**EXERCISE AIM:**
Reproduce the listing exactly, with no pictures in your copy.
>> Begin ENTRIES PROVIDED
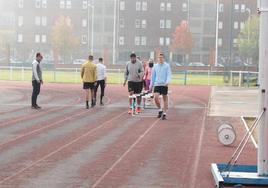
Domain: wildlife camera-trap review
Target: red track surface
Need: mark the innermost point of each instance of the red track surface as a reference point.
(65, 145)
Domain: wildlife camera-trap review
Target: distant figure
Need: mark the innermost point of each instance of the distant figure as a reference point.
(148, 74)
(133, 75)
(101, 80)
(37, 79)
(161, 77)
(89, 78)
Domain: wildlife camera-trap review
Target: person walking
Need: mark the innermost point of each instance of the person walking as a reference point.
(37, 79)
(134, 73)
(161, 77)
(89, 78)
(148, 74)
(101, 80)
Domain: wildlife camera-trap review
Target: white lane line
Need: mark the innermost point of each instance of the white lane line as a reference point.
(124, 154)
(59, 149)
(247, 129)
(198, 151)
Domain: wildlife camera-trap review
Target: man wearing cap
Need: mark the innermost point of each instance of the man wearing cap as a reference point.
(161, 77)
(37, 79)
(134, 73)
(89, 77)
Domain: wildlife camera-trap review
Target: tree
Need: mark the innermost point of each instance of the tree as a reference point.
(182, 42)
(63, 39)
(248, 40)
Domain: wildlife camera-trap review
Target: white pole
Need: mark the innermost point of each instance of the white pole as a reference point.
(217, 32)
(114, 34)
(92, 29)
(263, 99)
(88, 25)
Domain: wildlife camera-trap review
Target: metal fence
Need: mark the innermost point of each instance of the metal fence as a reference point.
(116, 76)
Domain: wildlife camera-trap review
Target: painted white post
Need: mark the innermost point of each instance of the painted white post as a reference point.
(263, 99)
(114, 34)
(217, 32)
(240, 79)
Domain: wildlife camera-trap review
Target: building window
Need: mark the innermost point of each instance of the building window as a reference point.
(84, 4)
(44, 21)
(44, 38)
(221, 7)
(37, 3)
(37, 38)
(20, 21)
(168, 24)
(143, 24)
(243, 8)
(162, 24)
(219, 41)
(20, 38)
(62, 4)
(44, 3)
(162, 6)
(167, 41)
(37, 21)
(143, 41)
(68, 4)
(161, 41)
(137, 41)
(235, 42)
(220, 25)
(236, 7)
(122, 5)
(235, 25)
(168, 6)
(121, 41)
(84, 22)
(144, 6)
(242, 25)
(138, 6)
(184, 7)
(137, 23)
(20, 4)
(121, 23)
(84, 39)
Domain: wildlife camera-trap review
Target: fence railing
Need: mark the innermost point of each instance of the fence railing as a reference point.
>> End ENTRIES PROVIDED
**ANSWER TO THIS PROBLEM:**
Domain: wildlife camera-trap review
Target: red track surface
Need: mark the innermost point of each instance of the red track surface as a reference point.
(65, 145)
Domain: wildlife camera-trap review
Target: distant figure
Need: mark the innermost point of each instance of the distant figure as a reference point.
(148, 74)
(133, 75)
(101, 80)
(37, 79)
(161, 77)
(89, 78)
Domain: wildlife camera-trap review
Target: person walking
Need: mark the innermost point of each instance of the person walking as a reference point.
(37, 79)
(134, 73)
(161, 77)
(89, 78)
(148, 74)
(101, 80)
Domain: wildlife camera-trap review
Target: white lane line
Need: mark the innermost point of each instance of the white lane line as a reference point.
(124, 154)
(59, 149)
(247, 129)
(198, 151)
Domain: wildlife camera-trap review
Target: man wearing cap
Need: mark the innermost point of each instance of the man wearing cap as a reference point.
(161, 77)
(37, 79)
(134, 73)
(89, 77)
Domain: wildlife camera-trap review
Target: tree
Need: mark the innermost point of each instance of the tree as a reference point.
(182, 42)
(63, 39)
(248, 40)
Domain: wildlife camera-trap review
Target: white pole
Need: mark the innermost point of each instance of the white pole as a reference point.
(217, 32)
(114, 34)
(92, 29)
(263, 99)
(88, 25)
Domain: wildlife camera-trap review
Target: metal fence
Need: mark the innermost point of each instance of the metal fence as a reference point.
(116, 76)
Domain: wildlife camera-trap review
Target: painted white post
Need: mark the innermost point of each instance of the painted white post as a reference point.
(263, 99)
(114, 34)
(217, 32)
(240, 79)
Domain: wildlife camera-trap review
Target: building window
Need: mark the innermost point of each instance of the building window as a reference point.
(84, 4)
(44, 21)
(44, 38)
(221, 7)
(37, 3)
(37, 38)
(20, 21)
(168, 24)
(143, 24)
(243, 8)
(162, 24)
(219, 41)
(20, 38)
(62, 4)
(44, 3)
(162, 6)
(167, 41)
(37, 21)
(143, 41)
(68, 4)
(161, 41)
(137, 41)
(235, 42)
(220, 25)
(236, 7)
(122, 5)
(235, 25)
(168, 6)
(121, 41)
(84, 22)
(144, 6)
(242, 25)
(138, 6)
(184, 7)
(137, 23)
(20, 4)
(121, 23)
(84, 39)
Domain: wildlife camera-trap review
Target: fence railing
Need: mark the innermost point of each instance of the fence railing as a reference point.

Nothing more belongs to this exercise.